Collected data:
--------------------------------------------------

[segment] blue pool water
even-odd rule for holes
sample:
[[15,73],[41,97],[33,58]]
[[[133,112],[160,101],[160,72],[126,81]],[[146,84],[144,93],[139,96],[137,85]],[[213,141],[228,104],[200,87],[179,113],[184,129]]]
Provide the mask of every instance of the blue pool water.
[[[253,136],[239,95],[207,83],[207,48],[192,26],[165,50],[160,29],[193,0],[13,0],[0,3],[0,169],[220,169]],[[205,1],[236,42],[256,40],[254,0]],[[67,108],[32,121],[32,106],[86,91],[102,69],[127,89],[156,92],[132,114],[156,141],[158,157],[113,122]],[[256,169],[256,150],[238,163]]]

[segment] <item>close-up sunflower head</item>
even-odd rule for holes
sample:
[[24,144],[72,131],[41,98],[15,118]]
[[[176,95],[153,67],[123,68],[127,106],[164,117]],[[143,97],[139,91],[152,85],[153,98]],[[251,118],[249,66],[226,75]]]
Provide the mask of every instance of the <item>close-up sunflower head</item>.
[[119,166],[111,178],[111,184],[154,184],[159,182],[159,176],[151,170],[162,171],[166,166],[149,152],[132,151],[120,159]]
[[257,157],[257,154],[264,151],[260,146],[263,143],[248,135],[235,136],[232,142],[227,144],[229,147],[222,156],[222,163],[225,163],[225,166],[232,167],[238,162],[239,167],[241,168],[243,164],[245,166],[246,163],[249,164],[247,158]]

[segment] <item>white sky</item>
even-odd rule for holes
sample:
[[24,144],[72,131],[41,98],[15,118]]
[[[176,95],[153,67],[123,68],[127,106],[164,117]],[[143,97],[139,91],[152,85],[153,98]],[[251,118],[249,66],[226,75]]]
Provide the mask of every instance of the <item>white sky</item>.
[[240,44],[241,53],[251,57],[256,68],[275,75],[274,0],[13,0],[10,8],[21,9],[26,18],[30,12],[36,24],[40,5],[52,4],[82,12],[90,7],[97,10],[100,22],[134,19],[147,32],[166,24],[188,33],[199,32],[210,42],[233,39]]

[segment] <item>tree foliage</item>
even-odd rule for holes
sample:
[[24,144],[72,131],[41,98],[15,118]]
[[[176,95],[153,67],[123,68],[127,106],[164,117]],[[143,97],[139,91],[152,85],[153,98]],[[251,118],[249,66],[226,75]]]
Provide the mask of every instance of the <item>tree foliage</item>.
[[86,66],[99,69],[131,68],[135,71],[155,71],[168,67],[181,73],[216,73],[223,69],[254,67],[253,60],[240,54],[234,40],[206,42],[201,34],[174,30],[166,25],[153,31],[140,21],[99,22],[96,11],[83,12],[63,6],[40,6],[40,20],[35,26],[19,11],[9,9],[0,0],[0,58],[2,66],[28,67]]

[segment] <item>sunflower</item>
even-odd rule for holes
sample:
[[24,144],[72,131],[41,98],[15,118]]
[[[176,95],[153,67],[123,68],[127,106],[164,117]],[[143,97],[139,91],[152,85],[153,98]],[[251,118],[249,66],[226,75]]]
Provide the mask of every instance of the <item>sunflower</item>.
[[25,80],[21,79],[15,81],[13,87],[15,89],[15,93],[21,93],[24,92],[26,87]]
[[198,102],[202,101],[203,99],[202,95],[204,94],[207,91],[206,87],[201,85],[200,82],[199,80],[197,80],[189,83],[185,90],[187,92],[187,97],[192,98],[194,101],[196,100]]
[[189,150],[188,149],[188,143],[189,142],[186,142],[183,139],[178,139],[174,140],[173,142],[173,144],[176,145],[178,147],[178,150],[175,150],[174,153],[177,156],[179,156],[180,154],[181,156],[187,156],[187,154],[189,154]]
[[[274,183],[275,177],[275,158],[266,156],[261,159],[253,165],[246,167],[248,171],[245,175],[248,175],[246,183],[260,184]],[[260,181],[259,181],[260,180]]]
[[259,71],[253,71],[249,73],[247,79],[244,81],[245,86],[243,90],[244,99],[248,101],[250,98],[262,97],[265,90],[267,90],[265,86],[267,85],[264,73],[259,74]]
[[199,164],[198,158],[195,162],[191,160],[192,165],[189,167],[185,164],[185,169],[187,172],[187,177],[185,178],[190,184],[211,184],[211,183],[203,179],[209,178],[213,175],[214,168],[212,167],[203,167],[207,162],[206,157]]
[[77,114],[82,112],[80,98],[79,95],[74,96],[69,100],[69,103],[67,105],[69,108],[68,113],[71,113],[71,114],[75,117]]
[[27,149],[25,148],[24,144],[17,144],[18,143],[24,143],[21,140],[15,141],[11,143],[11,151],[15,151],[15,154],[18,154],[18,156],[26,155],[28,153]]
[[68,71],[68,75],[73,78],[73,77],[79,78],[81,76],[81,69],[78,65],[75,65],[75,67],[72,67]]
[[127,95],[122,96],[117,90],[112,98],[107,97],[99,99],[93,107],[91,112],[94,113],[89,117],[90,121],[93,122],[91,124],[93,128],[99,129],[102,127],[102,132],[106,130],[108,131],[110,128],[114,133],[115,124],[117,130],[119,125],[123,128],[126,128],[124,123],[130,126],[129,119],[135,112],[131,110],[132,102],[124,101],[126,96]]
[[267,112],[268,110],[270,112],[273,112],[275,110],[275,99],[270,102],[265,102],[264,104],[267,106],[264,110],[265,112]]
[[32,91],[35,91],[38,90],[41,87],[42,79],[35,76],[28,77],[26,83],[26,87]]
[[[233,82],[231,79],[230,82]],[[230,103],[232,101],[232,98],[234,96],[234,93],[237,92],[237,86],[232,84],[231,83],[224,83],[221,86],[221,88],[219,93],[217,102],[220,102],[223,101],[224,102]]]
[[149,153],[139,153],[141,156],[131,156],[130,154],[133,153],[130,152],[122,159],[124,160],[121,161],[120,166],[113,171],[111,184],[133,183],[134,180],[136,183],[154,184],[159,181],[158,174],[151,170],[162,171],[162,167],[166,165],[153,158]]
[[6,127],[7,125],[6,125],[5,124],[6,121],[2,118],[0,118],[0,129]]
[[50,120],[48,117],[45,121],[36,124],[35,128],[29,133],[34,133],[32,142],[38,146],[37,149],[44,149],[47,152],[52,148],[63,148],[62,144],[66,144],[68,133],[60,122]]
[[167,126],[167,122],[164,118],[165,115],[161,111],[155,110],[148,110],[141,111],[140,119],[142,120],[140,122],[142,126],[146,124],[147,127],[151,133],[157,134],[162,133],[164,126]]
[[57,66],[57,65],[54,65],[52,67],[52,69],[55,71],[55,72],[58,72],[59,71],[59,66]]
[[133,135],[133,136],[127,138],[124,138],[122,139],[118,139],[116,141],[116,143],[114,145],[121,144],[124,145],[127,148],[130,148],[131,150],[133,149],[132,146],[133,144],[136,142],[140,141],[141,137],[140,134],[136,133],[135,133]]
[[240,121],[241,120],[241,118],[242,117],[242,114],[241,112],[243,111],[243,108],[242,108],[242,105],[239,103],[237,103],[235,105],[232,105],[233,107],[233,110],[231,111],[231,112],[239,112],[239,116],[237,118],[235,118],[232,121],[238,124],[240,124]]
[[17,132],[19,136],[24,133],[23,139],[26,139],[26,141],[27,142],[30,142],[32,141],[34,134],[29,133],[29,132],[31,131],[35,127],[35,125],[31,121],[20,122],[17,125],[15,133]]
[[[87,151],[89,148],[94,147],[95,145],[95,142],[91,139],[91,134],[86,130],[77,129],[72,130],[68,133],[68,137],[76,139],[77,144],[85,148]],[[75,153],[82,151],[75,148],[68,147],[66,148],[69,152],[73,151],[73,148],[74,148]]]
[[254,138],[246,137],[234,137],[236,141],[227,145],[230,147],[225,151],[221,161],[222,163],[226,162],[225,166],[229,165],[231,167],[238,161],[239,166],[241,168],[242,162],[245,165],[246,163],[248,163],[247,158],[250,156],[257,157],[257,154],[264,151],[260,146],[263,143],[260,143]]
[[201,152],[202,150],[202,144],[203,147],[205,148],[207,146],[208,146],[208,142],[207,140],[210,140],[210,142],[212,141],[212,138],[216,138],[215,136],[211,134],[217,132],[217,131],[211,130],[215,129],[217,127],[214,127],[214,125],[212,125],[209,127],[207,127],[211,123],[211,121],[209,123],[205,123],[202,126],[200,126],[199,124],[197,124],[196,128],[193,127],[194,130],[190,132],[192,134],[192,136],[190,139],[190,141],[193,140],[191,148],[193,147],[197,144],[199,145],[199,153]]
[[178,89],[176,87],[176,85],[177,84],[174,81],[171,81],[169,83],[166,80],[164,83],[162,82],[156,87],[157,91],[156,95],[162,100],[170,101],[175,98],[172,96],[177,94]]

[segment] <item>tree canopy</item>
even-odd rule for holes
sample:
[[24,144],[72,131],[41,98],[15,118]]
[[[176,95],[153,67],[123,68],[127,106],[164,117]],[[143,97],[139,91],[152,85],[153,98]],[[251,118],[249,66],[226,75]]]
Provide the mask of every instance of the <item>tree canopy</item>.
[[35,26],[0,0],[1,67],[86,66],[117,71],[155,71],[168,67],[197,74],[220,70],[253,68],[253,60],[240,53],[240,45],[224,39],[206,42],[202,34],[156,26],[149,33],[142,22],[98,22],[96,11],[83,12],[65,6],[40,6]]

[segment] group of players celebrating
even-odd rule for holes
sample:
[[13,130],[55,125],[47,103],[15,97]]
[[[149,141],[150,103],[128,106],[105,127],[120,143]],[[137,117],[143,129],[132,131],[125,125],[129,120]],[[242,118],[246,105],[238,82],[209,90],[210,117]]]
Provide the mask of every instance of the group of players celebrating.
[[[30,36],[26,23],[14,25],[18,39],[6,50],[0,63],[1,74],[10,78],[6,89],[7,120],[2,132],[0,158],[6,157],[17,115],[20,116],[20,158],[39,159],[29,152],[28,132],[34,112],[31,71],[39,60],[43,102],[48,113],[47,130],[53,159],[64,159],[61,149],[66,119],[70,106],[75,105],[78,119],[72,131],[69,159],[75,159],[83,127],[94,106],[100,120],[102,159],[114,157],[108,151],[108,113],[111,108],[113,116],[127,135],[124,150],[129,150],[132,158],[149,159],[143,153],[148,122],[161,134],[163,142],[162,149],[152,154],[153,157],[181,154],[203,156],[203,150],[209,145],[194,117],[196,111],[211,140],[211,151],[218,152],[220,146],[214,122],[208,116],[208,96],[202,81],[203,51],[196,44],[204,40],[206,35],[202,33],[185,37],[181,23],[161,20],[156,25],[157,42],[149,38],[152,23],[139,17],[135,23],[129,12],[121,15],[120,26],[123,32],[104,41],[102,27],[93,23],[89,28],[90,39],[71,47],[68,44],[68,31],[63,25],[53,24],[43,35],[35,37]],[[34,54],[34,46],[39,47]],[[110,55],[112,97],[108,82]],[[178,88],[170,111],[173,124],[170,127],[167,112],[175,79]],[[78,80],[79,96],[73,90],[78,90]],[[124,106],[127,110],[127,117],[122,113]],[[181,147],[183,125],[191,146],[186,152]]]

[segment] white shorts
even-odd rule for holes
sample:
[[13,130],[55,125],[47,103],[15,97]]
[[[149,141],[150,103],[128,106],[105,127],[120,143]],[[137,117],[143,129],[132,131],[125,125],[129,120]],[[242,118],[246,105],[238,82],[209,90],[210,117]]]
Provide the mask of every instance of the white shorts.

--------------------------------------------------

Objective: Output only the lines from the one holding "[segment] group of players celebrating" through the last line above, exactly as they appear.

Complete response:
[segment] group of players celebrating
even-odd rule for holes
sample:
[[13,130],[55,125],[47,103],[15,97]]
[[[149,141],[150,103],[128,106],[105,127],[120,143]],[[137,117],[143,129],[132,131],[125,125],[129,120]],[[242,118],[246,105],[238,82],[209,90],[210,117]]]
Provide the mask of every instance of the group of players celebrating.
[[[30,36],[26,23],[14,25],[18,39],[6,50],[0,63],[1,74],[10,78],[6,89],[7,120],[2,132],[0,158],[6,157],[17,115],[20,116],[20,158],[39,159],[29,152],[28,132],[34,112],[31,71],[39,60],[43,102],[48,113],[47,130],[53,159],[64,159],[61,149],[66,119],[70,106],[75,105],[78,119],[72,131],[69,159],[75,159],[83,127],[94,106],[100,120],[102,159],[114,157],[108,151],[108,113],[111,108],[113,116],[127,135],[124,150],[129,150],[132,158],[149,159],[143,153],[148,122],[161,134],[163,142],[162,149],[152,154],[153,157],[181,154],[203,156],[203,150],[209,145],[194,117],[196,111],[211,140],[211,151],[218,152],[220,146],[214,122],[208,116],[208,96],[202,81],[203,51],[196,44],[204,40],[206,35],[202,33],[185,37],[181,23],[161,20],[156,25],[157,42],[149,38],[152,23],[139,17],[135,23],[129,12],[121,15],[120,26],[123,32],[104,41],[102,27],[93,23],[89,28],[90,39],[71,47],[68,44],[68,31],[63,25],[53,24],[43,35],[35,37]],[[34,54],[34,46],[39,47]],[[110,55],[112,97],[108,82]],[[178,88],[170,111],[173,124],[170,127],[167,112],[175,79]],[[78,80],[79,96],[73,90],[78,90]],[[124,106],[127,110],[127,117],[122,113]],[[181,147],[183,125],[191,146],[186,152]]]

[segment] white shorts
even-odd rule for holes
sample:
[[13,130],[55,125],[47,103],[15,97]]
[[[149,141],[150,103],[128,106],[105,127],[120,143]],[[137,117],[143,129],[132,131],[125,125],[129,120]],[[242,118],[246,105],[238,82],[209,90],[210,117]]]
Provide the mask of every instance of the white shorts.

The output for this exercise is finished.